Exercise: Return the material verbatim, everything from its first line down through the line containing "[321,151,352,191]", with that line included.

[START Material for this task]

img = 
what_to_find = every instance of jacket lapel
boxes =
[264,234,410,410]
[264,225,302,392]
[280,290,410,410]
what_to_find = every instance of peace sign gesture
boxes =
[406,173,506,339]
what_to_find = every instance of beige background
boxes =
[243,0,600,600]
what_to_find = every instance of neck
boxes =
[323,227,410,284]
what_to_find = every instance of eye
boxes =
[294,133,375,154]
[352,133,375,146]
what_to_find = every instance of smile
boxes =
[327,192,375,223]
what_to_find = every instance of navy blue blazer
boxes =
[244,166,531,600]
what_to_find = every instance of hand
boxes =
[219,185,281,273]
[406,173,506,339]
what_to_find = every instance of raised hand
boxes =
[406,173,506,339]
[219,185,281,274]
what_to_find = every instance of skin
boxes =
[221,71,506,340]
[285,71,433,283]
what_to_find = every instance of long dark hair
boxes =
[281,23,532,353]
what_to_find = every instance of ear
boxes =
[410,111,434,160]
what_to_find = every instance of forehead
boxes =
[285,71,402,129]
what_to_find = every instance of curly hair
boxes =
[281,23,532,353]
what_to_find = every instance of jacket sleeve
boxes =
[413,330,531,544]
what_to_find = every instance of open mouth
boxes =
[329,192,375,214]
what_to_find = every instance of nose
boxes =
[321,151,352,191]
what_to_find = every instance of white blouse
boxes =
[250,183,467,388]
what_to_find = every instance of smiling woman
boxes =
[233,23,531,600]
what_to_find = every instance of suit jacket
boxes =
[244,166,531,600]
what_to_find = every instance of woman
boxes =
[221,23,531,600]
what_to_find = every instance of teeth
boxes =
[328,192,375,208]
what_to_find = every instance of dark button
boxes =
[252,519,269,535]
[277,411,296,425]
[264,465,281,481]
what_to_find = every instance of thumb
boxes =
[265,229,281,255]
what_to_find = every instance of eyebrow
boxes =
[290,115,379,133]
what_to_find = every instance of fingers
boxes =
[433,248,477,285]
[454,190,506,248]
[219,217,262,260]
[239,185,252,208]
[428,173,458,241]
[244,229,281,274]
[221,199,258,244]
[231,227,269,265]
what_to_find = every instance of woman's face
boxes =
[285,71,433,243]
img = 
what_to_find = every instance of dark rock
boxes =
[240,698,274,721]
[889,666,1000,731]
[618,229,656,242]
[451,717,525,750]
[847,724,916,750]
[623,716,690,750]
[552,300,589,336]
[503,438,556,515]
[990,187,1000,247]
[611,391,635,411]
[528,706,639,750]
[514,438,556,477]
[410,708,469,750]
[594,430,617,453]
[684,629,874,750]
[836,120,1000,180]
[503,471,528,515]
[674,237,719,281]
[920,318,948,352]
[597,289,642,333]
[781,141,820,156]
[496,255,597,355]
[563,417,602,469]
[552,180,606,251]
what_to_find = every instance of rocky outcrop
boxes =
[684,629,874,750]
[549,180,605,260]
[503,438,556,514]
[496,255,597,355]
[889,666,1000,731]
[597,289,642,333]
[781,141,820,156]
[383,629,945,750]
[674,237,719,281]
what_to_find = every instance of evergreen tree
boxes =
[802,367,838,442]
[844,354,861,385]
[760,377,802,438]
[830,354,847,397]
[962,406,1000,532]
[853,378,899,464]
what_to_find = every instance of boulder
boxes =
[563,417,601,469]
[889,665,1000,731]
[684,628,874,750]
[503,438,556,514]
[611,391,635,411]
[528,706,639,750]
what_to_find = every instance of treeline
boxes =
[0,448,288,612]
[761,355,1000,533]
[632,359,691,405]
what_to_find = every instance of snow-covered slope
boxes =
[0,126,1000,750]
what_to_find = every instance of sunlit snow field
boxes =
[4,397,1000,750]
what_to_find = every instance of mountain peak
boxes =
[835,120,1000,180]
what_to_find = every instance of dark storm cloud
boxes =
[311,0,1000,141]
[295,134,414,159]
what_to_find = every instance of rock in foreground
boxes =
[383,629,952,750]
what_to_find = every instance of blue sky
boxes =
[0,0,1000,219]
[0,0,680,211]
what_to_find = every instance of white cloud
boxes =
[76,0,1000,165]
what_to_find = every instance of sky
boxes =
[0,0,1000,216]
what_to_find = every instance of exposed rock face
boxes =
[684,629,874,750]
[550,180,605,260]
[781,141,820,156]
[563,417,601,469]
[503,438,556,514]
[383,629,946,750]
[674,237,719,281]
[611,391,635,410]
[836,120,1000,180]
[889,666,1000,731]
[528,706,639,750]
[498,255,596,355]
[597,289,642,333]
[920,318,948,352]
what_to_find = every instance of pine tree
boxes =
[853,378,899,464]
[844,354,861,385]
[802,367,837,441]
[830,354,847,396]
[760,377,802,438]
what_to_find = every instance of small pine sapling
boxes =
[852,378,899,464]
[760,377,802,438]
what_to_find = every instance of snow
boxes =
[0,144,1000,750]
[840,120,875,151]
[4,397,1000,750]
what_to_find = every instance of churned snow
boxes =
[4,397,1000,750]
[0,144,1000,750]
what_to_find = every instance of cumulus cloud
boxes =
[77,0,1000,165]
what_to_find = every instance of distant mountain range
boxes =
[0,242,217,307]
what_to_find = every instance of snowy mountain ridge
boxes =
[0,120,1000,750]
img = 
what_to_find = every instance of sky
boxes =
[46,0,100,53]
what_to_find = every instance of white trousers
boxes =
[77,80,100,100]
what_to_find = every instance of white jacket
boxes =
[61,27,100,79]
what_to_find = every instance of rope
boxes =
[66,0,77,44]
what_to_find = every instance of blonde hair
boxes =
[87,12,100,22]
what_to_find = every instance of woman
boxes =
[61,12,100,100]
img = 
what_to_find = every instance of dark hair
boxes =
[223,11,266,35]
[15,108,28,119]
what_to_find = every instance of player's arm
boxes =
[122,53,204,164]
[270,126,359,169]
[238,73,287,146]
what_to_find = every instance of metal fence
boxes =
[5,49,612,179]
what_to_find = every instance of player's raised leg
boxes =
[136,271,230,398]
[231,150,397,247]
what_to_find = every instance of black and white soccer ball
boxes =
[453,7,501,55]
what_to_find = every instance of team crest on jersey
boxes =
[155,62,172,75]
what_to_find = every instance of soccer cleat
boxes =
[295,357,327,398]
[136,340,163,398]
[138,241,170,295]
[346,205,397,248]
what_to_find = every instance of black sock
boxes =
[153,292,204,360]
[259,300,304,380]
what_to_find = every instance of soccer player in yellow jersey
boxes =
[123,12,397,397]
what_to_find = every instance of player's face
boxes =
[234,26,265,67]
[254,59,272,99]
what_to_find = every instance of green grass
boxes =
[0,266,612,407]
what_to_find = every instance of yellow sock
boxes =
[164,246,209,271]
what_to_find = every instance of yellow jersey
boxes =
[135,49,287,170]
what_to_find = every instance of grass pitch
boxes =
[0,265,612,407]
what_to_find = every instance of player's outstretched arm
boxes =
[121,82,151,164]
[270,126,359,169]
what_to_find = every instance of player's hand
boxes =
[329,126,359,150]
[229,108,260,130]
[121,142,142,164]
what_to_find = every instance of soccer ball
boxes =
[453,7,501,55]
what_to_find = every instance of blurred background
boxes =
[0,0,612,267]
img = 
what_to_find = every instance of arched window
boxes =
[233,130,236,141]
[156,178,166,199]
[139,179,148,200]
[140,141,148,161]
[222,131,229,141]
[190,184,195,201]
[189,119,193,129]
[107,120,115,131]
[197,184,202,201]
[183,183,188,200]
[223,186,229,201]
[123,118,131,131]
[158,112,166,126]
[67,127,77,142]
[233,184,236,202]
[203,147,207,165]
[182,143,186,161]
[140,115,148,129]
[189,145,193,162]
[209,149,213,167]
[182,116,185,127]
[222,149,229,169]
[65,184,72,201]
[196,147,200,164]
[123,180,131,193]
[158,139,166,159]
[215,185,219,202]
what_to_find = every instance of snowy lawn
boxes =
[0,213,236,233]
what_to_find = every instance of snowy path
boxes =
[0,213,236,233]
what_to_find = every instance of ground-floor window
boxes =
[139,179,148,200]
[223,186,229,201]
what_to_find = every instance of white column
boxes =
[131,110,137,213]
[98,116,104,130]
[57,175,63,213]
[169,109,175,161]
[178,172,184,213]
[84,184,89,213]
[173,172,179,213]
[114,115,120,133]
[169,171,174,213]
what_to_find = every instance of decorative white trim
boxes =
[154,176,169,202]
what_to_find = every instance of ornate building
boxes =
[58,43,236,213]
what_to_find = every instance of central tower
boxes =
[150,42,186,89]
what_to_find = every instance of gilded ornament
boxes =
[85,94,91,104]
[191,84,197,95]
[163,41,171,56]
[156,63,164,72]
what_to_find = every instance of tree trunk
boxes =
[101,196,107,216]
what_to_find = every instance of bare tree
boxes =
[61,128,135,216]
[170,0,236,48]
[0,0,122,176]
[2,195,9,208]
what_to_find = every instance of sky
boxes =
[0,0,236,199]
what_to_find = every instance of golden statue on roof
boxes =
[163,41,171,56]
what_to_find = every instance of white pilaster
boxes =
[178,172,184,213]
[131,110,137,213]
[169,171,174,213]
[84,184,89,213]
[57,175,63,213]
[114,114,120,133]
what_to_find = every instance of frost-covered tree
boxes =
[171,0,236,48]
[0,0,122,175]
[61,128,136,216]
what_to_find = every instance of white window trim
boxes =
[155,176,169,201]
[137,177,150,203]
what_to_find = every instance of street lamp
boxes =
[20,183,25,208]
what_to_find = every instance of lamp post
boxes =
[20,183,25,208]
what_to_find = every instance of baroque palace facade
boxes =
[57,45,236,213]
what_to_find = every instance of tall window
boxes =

[END Material for this task]

Solution to this problem:
img = 
what_to_find = every instance of jacket lapel
boxes =
[264,234,410,410]
[264,225,302,392]
[280,290,410,410]
what_to_find = every instance of peace sign gesture
boxes =
[406,173,506,339]
what_to_find = every instance of beige background
boxes =
[243,0,600,600]
what_to_find = every instance of neck
boxes =
[323,227,410,284]
what_to_find = every instance of eye
boxes =
[294,133,375,154]
[352,133,375,146]
what_to_find = every instance of smile
boxes =
[327,192,375,223]
what_to_find = every instance of navy blue blazer
boxes =
[244,166,531,600]
what_to_find = every instance of hand
boxes =
[219,185,281,273]
[406,173,506,339]
what_to_find = every instance of raised hand
boxes =
[406,173,506,339]
[219,185,281,274]
what_to_find = every instance of skin
boxes =
[221,71,506,340]
[285,71,433,283]
what_to_find = every instance of long dark hair
boxes =
[281,23,532,353]
what_to_find = every instance of ear
boxes =
[410,111,434,160]
what_to_find = every instance of forehead
boxes =
[285,71,402,129]
what_to_find = every instance of curly hair
boxes =
[281,23,532,353]
what_to_find = every instance of jacket sleeve
boxes =
[413,330,531,544]
what_to_find = every instance of open mouth
boxes =
[329,192,375,214]
what_to_find = every instance of nose
boxes =
[321,151,352,191]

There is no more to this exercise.